ASSIGNMENT:
For the data below, give again exactly the lines from the one containing "task | one point per instance, each pair like [334, 149]" through the one containing "task | one point per instance, each pair like [434, 292]", both ends included, and no others.

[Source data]
* * * *
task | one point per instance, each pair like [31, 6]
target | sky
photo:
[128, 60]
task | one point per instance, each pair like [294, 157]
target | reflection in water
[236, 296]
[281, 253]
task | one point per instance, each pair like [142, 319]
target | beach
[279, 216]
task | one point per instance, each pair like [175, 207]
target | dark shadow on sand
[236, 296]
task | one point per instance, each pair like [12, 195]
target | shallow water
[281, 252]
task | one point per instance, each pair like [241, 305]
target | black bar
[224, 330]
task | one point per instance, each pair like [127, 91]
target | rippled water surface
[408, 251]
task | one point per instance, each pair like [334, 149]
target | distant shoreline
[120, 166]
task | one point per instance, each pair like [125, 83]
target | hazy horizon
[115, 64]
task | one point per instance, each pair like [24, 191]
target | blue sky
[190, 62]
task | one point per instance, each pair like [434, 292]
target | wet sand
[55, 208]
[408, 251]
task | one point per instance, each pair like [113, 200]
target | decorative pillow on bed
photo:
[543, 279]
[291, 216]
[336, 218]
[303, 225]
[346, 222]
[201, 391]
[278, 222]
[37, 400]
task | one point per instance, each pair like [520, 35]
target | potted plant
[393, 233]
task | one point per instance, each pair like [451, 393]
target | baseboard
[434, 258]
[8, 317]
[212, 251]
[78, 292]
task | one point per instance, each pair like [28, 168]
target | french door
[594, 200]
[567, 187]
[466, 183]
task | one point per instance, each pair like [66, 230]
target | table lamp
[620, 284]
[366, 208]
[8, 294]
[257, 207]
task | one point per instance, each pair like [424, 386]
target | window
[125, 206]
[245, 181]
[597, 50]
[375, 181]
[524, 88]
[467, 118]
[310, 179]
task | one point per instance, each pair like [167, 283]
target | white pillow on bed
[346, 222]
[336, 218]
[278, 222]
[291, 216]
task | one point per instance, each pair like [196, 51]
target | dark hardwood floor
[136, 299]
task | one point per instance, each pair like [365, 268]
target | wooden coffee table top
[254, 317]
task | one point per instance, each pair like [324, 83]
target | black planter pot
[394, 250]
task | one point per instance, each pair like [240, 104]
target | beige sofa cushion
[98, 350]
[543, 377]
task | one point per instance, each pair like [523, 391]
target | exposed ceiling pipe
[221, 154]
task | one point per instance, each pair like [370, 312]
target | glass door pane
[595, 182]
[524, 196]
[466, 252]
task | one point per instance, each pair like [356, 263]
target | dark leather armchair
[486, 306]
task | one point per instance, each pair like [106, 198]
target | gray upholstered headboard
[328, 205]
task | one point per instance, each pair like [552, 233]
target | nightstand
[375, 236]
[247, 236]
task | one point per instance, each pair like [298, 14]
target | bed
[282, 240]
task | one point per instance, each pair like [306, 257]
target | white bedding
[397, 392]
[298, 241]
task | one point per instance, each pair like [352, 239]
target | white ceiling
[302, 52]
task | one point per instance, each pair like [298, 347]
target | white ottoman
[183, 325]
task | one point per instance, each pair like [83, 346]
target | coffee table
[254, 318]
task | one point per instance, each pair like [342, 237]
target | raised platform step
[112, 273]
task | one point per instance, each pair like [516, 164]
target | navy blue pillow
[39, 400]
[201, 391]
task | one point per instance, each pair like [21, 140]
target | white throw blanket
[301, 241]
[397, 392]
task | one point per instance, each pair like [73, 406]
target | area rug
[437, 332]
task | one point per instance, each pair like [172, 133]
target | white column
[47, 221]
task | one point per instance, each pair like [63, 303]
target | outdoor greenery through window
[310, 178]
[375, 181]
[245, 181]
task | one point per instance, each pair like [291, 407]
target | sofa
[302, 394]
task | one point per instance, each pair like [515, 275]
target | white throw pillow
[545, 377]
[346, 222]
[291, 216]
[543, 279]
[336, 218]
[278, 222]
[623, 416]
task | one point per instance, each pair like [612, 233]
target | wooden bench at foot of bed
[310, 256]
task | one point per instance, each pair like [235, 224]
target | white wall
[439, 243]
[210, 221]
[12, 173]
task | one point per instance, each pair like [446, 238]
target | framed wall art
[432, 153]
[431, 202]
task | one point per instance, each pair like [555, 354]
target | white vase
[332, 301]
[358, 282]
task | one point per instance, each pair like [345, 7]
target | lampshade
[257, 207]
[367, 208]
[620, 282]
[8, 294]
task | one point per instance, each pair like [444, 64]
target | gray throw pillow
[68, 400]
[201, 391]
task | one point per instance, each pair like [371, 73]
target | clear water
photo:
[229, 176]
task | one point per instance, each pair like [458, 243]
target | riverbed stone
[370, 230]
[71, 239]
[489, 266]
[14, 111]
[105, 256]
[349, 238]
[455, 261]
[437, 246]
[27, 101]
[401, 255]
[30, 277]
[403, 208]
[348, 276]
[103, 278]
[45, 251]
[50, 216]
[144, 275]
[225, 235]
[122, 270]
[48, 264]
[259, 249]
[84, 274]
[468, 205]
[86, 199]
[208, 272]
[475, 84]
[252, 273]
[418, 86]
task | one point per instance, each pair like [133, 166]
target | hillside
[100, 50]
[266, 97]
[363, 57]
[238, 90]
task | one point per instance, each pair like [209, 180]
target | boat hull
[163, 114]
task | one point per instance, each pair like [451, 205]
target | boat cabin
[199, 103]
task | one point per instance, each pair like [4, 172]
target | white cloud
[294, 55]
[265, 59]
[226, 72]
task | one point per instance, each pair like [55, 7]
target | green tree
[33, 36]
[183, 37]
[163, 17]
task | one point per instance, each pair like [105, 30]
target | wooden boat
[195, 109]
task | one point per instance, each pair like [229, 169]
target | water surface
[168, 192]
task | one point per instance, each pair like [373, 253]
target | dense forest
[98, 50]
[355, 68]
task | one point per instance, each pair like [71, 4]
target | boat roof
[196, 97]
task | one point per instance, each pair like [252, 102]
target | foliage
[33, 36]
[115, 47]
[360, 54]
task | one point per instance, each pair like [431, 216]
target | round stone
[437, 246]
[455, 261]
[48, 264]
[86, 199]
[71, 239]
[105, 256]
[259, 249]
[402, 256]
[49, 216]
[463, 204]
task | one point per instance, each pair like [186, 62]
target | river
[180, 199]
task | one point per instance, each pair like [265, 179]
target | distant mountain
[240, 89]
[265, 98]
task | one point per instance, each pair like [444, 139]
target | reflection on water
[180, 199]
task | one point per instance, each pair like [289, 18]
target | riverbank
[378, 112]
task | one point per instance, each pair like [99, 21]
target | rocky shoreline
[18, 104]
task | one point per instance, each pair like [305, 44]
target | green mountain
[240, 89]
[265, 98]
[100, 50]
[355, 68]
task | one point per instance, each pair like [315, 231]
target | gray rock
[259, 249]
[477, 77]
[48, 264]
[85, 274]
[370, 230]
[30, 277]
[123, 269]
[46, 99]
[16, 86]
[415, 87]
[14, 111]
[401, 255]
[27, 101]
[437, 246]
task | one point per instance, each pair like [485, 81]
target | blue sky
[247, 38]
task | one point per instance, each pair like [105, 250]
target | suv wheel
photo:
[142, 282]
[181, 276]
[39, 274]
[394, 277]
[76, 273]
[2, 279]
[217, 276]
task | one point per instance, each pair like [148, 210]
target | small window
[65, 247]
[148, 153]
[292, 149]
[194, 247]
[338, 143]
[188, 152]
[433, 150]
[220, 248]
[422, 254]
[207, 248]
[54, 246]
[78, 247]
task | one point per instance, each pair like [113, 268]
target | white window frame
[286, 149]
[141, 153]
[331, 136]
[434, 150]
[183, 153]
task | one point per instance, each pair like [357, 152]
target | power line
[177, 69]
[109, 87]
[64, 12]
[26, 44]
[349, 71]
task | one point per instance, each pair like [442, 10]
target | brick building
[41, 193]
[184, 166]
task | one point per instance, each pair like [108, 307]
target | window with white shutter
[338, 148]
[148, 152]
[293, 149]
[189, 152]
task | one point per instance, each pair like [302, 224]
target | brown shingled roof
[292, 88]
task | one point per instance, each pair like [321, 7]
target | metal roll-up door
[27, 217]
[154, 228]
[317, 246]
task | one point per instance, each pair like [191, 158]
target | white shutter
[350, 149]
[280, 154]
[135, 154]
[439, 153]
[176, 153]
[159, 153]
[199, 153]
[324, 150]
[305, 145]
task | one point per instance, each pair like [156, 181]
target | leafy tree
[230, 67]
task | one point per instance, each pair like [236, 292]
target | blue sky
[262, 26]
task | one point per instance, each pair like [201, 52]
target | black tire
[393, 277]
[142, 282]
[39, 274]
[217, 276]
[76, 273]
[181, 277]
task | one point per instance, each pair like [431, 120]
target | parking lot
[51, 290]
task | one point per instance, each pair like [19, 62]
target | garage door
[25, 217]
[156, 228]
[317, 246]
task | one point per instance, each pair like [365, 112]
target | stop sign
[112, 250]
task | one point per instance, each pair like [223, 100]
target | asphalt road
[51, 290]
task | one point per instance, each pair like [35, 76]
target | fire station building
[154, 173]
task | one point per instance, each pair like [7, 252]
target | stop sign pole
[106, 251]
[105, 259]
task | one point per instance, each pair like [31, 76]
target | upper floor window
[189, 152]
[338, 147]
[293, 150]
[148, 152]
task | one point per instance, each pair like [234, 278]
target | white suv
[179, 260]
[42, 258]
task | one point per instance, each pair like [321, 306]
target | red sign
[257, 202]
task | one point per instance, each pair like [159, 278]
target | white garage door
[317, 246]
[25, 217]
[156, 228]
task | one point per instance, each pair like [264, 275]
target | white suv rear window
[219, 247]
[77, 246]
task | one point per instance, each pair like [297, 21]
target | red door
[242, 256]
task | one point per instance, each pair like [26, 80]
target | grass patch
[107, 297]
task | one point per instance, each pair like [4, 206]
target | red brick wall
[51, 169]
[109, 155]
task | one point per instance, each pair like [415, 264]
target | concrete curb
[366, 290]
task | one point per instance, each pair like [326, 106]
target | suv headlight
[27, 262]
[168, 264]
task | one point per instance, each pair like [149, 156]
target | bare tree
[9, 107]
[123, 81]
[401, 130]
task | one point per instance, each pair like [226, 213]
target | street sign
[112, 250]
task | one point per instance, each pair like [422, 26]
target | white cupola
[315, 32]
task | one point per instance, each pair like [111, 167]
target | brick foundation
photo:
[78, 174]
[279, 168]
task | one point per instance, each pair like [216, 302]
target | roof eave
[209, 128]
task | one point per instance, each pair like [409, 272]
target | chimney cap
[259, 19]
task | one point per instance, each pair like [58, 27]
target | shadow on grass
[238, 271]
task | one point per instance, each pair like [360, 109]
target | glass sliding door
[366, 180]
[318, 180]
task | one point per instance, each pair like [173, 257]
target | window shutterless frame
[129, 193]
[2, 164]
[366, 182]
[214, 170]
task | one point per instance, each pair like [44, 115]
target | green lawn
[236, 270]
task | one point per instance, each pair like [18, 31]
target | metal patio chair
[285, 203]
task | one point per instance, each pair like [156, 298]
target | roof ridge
* * * *
YOUR SOLUTION:
task | one point per instance, each pair like [334, 149]
target | distant shoreline
[120, 166]
task | one point per instance, each pair like [125, 83]
target | hazy horizon
[115, 64]
task | one point per instance, each pair like [24, 191]
target | blue sky
[190, 62]
task | one point per instance, each pair like [434, 292]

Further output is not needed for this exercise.